Posted on 10/02/2006 9:16:45 AM PDT by DCBryan1
Edited on 10/02/2006 12:55:46 PM PDT by Admin Moderator. [history]
TXBubba, I may be one of the few who agree with you here today. But it is very very hard to "lay down one's life for a friend", even if the Bible tells us "greater love hath no one". Realistically, in the moment, self-preservation is a mighty strong force.
Who knows, really, what you or I would do when confronted with such an awful decision.
Excuses, excuses. Evil is evil.
three girls were critical and sent to Hershey Medical Ctr I believe, and I just read that 2 girls are at Children's Hospital at Univ.of Pa Medical Ctr in Phila, - a top hospital for children....I pray they can save them.
I disagree. There comes a time when sheer stubbornness is not enough to defend a faith where women and children are expendable.
Some people would rather die than renounce God.
Never an excuse. I worry about the safety of our citizens from other evil and mentally ill people out there.
Father Abraham was ready to kill his own son rather than disobey God.
I hadn't heard that, but I was expecting to. I expect we'll hear more tragic news about this.

- _Data excerpts_
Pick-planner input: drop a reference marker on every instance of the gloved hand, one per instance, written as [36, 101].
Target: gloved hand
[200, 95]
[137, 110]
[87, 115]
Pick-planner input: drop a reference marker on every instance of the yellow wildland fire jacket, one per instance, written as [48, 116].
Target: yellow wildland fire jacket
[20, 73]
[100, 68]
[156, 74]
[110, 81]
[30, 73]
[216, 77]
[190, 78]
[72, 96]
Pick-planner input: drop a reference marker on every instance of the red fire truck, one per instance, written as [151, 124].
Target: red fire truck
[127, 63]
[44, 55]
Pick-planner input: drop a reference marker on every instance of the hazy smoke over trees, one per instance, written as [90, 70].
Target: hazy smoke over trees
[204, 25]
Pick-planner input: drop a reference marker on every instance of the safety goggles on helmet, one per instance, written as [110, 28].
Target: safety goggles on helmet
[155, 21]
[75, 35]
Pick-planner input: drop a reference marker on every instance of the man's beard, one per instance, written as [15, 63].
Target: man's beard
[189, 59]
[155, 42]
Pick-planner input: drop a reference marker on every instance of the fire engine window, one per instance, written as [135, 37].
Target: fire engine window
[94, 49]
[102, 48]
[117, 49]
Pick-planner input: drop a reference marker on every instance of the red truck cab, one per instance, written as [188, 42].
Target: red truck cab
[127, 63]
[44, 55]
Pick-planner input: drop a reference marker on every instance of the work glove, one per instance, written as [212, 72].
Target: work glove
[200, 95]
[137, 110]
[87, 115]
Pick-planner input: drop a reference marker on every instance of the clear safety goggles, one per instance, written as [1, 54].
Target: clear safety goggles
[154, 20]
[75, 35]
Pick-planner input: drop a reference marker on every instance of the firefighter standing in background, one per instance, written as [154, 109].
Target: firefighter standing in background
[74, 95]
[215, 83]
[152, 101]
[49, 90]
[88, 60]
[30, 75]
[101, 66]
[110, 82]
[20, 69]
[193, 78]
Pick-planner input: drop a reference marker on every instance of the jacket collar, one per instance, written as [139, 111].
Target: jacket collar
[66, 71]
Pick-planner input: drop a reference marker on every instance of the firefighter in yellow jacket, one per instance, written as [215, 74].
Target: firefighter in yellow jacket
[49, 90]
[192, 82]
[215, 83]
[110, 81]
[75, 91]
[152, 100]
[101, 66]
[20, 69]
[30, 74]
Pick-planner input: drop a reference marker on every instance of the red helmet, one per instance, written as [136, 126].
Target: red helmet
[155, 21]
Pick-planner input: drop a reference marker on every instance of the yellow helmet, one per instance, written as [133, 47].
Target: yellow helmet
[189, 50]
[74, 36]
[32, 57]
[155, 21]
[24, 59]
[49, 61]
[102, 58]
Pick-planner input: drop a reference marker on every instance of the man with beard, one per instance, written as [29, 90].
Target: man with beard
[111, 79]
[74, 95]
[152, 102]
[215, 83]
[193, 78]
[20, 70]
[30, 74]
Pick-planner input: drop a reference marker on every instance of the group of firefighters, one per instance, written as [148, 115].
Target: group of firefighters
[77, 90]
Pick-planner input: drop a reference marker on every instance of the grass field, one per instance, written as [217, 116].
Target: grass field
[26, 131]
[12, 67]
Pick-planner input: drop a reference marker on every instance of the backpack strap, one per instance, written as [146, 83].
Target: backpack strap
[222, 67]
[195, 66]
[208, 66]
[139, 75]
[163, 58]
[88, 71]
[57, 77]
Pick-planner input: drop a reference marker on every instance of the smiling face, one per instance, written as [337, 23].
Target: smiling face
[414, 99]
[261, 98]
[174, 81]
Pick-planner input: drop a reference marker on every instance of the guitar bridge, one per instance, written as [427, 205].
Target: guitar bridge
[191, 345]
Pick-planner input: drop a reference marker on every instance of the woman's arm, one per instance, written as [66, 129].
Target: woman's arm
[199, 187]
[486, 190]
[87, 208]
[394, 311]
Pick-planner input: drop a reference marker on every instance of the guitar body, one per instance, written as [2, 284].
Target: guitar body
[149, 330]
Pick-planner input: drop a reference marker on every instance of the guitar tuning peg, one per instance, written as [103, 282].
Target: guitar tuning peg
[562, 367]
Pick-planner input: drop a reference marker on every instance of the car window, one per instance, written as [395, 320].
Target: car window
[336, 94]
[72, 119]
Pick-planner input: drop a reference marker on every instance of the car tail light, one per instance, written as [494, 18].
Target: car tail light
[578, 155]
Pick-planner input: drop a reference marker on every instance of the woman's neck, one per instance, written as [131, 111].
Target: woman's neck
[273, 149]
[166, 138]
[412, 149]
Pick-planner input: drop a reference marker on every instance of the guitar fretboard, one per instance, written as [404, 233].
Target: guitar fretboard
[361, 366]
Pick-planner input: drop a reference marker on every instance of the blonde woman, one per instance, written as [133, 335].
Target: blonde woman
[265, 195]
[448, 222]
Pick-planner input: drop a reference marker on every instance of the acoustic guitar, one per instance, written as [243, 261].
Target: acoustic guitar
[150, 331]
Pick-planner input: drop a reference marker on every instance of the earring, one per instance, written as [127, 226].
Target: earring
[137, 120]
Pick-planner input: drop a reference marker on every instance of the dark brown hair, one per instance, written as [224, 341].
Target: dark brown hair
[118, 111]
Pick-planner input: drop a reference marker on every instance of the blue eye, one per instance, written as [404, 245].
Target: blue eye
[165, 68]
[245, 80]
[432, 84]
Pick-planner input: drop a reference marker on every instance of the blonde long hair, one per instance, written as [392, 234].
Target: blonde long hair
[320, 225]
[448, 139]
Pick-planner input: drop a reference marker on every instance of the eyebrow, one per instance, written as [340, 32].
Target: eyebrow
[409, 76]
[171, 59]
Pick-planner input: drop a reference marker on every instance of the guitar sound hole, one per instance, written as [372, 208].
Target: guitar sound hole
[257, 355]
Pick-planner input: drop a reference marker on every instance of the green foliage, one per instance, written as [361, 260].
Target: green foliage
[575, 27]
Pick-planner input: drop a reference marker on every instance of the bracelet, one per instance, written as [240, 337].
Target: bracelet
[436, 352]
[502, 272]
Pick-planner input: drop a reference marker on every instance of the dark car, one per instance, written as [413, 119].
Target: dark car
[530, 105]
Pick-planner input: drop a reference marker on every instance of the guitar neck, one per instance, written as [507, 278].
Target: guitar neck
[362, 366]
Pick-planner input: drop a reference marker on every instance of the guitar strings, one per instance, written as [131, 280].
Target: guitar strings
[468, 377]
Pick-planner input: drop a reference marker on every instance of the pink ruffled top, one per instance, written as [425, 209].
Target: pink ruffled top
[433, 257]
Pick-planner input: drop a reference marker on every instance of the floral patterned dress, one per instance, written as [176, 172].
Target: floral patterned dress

- _To do_
**A)** Which Philadelphia hospital does the thread say 2 girls are at?
**B)** Rewrite the part of the thread starting at "Excuses, excuses. Evil" and ending at "news about this.", putting "determination" in place of "stubbornness".
Use only the thread to respond.

- _Answers to the problems_
**A)** Children's Hospital at Univ. of Pa Medical Ctr.

**B)**
Excuses, excuses. Evil is evil.
three girls were critical and sent to Hershey Medical Ctr I believe, and I just read that 2 girls are at Children's Hospital at Univ.of Pa Medical Ctr in Phila, - a top hospital for children....I pray they can save them.
I disagree. There comes a time when sheer determination is not enough to defend a faith where women and children are expendable.
Some people would rather die than renounce God.
Never an excuse. I worry about the safety of our citizens from other evil and mentally ill people out there.
Father Abraham was ready to kill his own son rather than disobey God.
I hadn't heard that, but I was expecting to. I expect we'll hear more tragic news about this.